• **The exercise**:
Pull out each line of the data below that contains the word "plank", and copy those lines without changes.

• **Dataset rows**:
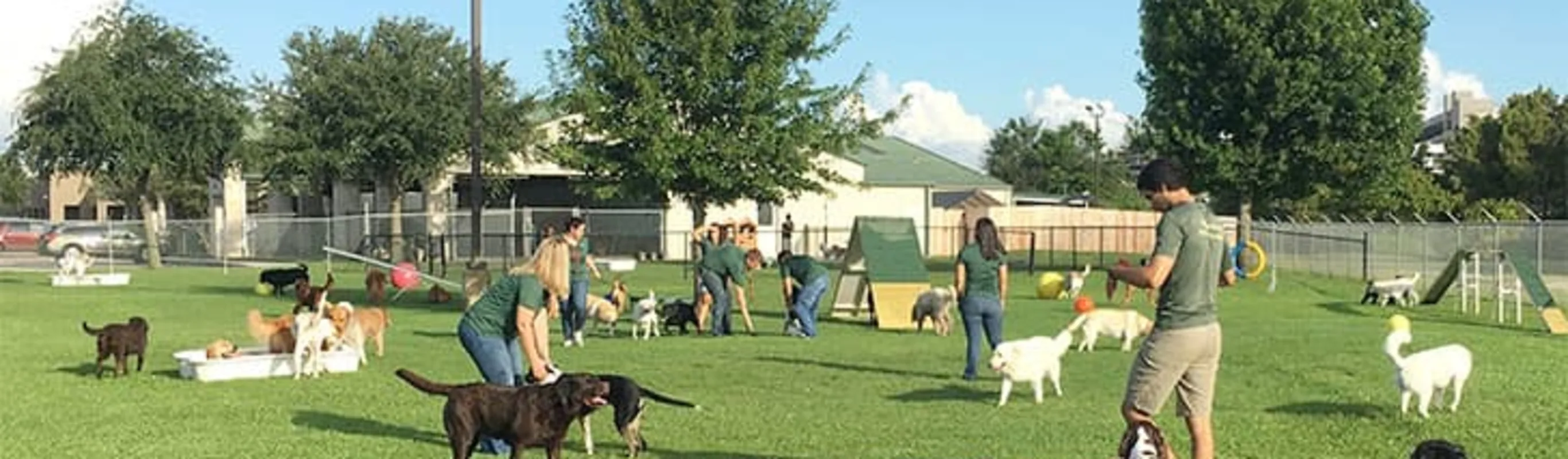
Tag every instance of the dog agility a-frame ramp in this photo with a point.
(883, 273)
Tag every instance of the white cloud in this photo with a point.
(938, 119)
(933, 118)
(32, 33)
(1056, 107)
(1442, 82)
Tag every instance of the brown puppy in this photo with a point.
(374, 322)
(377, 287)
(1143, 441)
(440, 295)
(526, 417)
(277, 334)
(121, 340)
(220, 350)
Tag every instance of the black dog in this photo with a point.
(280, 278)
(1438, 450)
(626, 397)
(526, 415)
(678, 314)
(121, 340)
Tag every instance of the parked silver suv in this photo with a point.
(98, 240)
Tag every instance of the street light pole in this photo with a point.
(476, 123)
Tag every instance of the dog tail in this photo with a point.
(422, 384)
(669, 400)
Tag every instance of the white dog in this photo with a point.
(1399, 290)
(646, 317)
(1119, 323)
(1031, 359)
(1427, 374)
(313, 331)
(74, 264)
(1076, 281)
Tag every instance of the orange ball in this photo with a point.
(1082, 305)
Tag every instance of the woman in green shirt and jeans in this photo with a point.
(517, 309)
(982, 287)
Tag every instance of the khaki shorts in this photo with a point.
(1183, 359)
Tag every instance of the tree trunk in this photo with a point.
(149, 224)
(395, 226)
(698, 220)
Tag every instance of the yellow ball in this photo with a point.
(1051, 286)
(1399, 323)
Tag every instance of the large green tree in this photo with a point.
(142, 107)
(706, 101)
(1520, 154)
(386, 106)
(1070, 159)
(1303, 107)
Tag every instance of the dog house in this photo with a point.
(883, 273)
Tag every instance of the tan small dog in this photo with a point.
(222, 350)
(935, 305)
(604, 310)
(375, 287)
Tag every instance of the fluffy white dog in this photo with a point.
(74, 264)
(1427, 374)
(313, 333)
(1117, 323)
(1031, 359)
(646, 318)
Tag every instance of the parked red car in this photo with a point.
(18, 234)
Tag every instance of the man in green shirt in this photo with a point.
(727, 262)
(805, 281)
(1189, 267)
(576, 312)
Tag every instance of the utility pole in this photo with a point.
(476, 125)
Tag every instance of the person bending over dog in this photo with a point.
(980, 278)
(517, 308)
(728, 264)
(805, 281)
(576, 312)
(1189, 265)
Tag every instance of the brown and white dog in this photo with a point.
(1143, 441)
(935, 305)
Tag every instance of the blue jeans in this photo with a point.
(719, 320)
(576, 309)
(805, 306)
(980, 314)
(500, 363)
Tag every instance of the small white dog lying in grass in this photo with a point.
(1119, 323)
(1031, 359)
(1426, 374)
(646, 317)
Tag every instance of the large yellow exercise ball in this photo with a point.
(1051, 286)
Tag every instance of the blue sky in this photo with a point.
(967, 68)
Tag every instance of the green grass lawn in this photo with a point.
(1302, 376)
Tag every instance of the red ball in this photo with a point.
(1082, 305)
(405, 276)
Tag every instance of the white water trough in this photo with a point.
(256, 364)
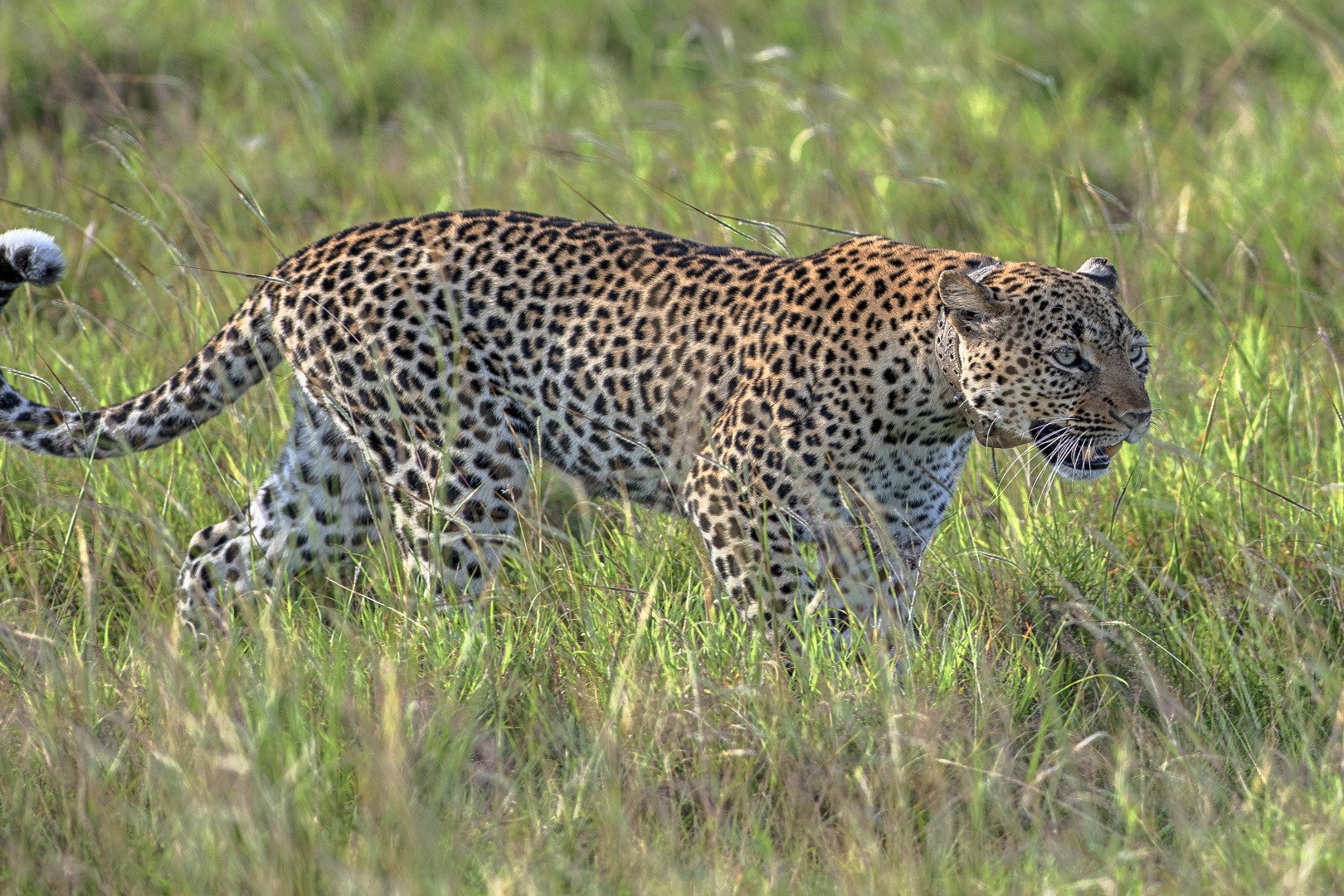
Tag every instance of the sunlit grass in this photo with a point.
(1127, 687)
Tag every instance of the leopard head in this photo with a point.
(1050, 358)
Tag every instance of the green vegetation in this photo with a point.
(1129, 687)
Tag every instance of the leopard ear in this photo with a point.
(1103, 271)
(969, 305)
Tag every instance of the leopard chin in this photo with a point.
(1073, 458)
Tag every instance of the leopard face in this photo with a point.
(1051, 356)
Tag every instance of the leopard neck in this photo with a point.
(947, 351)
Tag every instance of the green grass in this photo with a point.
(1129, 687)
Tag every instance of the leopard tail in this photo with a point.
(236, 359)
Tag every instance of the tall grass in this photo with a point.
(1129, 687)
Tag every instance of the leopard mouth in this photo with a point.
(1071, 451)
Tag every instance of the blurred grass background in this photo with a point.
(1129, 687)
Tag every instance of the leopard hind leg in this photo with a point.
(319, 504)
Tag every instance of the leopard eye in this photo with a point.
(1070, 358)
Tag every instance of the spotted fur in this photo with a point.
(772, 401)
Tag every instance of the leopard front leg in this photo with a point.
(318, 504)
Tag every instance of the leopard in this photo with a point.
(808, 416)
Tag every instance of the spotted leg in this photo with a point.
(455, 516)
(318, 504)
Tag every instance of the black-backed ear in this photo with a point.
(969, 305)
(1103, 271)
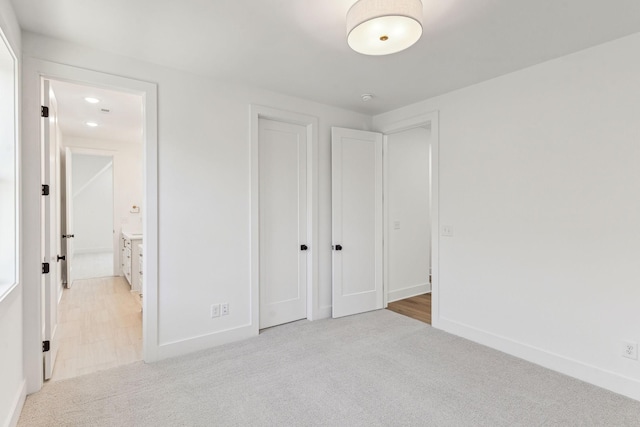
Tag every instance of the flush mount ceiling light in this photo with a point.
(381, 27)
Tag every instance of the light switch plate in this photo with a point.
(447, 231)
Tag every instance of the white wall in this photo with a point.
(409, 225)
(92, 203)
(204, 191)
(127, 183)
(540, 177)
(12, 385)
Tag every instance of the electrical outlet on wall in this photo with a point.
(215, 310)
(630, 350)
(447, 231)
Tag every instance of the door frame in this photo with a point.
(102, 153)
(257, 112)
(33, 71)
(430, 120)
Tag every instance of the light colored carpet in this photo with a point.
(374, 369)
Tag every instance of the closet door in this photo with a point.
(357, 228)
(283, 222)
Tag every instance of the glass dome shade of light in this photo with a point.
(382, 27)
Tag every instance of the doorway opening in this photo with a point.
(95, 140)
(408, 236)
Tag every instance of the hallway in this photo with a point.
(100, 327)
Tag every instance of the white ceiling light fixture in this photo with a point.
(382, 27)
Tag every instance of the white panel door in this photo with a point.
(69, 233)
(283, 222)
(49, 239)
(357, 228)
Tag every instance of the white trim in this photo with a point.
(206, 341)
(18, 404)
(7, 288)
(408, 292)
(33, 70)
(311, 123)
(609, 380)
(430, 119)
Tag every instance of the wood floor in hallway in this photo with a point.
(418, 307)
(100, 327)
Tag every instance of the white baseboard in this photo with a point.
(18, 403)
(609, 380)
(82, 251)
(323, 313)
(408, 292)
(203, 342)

---

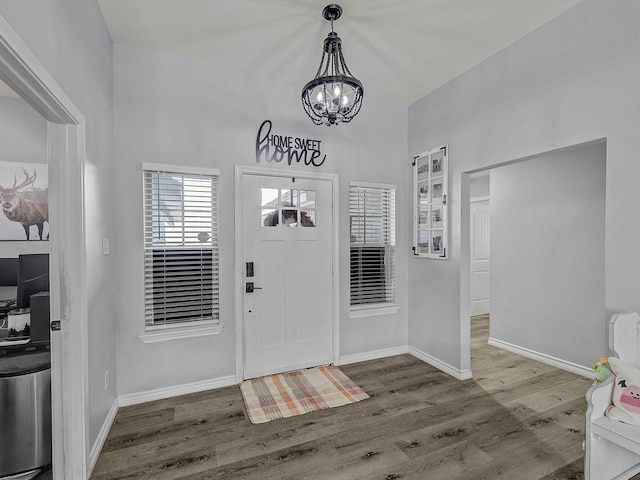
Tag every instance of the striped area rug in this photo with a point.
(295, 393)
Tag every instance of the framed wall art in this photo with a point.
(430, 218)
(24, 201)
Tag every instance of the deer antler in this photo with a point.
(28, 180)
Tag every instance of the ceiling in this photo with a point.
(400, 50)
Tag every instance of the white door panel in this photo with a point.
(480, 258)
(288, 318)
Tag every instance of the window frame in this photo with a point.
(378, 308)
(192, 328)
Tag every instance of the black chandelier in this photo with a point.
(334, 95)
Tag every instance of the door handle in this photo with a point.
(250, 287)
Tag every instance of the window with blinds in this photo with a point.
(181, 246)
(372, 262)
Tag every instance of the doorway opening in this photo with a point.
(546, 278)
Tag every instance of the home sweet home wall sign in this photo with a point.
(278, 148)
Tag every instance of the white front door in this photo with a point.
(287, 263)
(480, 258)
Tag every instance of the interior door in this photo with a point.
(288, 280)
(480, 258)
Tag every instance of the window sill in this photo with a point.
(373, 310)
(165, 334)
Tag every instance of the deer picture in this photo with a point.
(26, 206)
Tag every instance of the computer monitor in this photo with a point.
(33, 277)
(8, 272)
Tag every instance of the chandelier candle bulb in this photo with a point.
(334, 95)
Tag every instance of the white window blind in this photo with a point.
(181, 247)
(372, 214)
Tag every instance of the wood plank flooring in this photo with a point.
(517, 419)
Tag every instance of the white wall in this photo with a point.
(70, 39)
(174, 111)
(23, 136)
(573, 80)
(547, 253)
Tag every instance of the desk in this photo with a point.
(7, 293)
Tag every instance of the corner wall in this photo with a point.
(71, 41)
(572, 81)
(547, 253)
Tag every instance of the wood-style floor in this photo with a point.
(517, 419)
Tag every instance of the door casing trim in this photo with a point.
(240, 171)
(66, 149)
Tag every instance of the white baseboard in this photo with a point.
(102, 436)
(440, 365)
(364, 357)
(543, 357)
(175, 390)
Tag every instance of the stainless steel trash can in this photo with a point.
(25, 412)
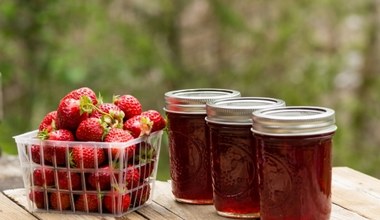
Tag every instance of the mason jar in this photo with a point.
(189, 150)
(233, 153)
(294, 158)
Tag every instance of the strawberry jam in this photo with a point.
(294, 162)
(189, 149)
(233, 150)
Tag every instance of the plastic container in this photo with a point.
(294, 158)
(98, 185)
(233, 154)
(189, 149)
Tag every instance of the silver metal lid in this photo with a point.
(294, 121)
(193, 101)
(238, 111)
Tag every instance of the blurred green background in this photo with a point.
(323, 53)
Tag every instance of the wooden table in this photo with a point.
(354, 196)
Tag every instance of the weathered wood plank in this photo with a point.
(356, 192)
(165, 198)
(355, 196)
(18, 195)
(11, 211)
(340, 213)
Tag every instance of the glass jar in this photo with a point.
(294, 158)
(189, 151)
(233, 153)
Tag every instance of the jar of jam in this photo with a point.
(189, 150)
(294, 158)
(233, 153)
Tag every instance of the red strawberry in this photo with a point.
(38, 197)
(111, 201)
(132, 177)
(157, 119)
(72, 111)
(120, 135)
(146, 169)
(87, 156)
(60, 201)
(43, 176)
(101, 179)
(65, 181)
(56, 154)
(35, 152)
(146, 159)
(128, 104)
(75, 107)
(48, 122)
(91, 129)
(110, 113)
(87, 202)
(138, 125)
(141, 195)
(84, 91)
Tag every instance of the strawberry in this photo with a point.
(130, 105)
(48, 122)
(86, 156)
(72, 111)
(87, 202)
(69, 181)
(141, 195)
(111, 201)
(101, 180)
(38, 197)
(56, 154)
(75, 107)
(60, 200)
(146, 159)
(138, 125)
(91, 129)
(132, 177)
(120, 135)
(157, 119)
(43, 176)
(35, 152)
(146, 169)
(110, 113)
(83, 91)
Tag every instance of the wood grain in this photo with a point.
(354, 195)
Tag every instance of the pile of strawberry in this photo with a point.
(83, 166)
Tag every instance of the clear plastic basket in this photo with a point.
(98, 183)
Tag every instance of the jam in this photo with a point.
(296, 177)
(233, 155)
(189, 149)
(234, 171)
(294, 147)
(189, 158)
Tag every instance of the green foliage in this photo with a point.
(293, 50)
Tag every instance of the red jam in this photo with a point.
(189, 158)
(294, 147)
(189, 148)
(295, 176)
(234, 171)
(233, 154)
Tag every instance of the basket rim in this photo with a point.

--

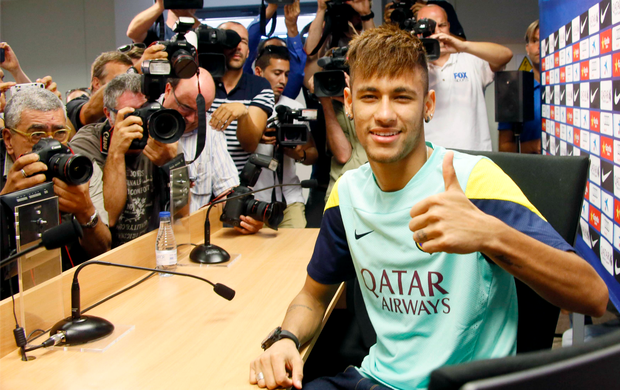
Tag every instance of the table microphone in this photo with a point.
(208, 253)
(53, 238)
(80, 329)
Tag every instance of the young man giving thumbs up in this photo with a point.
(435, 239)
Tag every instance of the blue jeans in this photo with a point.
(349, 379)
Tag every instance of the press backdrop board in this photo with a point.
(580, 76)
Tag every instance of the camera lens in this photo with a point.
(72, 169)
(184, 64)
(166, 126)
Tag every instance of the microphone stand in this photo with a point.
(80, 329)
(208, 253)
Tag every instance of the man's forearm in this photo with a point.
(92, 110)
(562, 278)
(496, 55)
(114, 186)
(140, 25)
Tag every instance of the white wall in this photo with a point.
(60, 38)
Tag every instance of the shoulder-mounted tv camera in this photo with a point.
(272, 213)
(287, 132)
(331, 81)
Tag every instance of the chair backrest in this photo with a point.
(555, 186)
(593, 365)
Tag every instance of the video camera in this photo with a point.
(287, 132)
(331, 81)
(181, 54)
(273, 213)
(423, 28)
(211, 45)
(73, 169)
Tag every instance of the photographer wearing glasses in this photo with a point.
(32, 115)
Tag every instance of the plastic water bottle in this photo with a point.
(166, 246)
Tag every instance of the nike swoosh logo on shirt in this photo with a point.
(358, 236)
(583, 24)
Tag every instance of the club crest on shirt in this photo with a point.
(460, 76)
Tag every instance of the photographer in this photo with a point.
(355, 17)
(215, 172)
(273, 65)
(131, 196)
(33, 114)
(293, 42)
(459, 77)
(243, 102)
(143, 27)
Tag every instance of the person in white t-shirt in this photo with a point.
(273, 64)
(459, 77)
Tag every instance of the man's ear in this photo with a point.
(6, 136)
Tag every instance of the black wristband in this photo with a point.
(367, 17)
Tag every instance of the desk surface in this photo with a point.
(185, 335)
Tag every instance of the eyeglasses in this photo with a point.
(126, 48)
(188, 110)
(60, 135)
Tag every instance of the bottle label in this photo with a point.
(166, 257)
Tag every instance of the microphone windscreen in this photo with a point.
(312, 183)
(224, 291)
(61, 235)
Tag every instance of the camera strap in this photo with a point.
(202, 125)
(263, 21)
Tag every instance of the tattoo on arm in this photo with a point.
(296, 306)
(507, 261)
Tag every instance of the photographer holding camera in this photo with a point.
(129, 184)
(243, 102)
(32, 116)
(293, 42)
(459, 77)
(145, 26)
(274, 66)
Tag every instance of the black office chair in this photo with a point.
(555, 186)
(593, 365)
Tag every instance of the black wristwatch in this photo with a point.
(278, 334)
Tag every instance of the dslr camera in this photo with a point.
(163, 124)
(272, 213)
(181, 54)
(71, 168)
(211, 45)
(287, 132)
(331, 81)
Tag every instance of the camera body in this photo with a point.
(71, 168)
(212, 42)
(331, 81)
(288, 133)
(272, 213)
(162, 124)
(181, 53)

• **Response to this task**:
Tag every instance of the wood plank flooring in this photo with a point.
Tag every instance of the weathered wood plank in this photo with a point.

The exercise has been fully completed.